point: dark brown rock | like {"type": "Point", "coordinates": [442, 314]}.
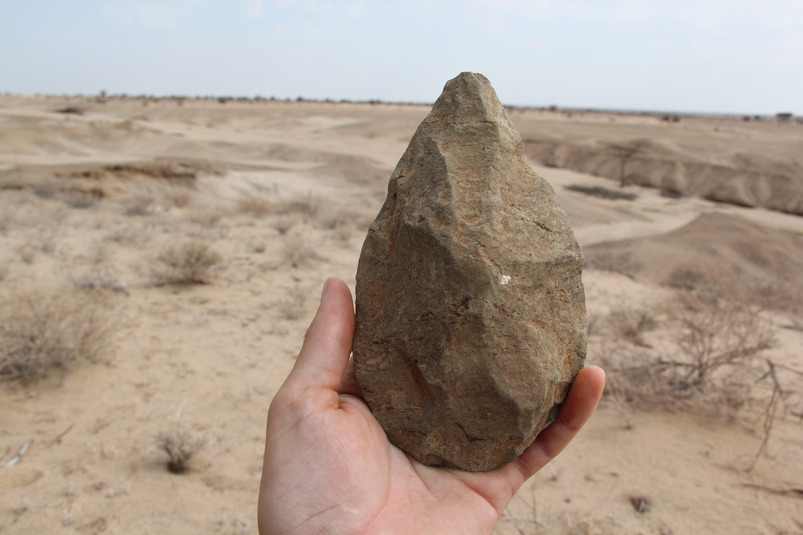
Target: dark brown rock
{"type": "Point", "coordinates": [470, 305]}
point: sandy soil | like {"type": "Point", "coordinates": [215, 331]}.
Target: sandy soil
{"type": "Point", "coordinates": [284, 193]}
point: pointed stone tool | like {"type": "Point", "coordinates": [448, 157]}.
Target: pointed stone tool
{"type": "Point", "coordinates": [470, 306]}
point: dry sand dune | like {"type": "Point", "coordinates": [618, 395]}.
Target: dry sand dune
{"type": "Point", "coordinates": [93, 203]}
{"type": "Point", "coordinates": [747, 163]}
{"type": "Point", "coordinates": [724, 243]}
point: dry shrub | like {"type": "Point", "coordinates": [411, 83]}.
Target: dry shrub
{"type": "Point", "coordinates": [98, 278]}
{"type": "Point", "coordinates": [42, 332]}
{"type": "Point", "coordinates": [718, 332]}
{"type": "Point", "coordinates": [714, 352]}
{"type": "Point", "coordinates": [192, 262]}
{"type": "Point", "coordinates": [180, 442]}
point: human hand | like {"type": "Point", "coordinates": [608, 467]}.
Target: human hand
{"type": "Point", "coordinates": [329, 467]}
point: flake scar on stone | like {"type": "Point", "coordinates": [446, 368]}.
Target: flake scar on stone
{"type": "Point", "coordinates": [459, 370]}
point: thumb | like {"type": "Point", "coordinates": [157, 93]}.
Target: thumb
{"type": "Point", "coordinates": [324, 355]}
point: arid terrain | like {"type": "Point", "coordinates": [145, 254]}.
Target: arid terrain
{"type": "Point", "coordinates": [166, 256]}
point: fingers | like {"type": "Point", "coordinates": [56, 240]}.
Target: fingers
{"type": "Point", "coordinates": [327, 344]}
{"type": "Point", "coordinates": [575, 412]}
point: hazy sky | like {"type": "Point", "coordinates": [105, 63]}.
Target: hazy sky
{"type": "Point", "coordinates": [737, 56]}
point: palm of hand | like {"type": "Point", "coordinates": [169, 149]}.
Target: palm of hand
{"type": "Point", "coordinates": [329, 467]}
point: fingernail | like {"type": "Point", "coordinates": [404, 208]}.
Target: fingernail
{"type": "Point", "coordinates": [323, 290]}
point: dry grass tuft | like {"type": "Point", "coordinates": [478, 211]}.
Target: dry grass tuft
{"type": "Point", "coordinates": [180, 443]}
{"type": "Point", "coordinates": [192, 262]}
{"type": "Point", "coordinates": [42, 332]}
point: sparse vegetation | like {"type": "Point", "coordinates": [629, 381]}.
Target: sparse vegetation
{"type": "Point", "coordinates": [42, 332]}
{"type": "Point", "coordinates": [712, 351]}
{"type": "Point", "coordinates": [98, 278]}
{"type": "Point", "coordinates": [192, 262]}
{"type": "Point", "coordinates": [181, 444]}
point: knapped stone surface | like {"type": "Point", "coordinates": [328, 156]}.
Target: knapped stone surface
{"type": "Point", "coordinates": [470, 305]}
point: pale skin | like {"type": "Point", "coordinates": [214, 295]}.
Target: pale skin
{"type": "Point", "coordinates": [329, 468]}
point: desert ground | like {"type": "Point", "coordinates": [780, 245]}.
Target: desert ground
{"type": "Point", "coordinates": [180, 245]}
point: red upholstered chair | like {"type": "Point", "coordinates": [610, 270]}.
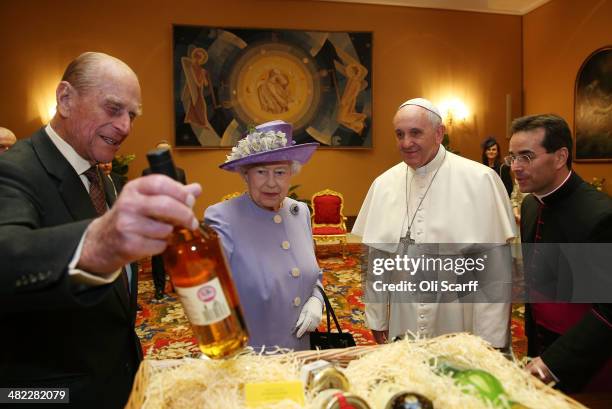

________________________________________

▸ **Aufgabe**
Entnimm den Datensätzen oben jede Zeile, in der das Wort „human“ vorkommt. Groß- und Kleinschreibung sind dabei zu beachten.

▸ **Richtiges Ergebnis**
point: human hand | like {"type": "Point", "coordinates": [608, 467]}.
Target: human hand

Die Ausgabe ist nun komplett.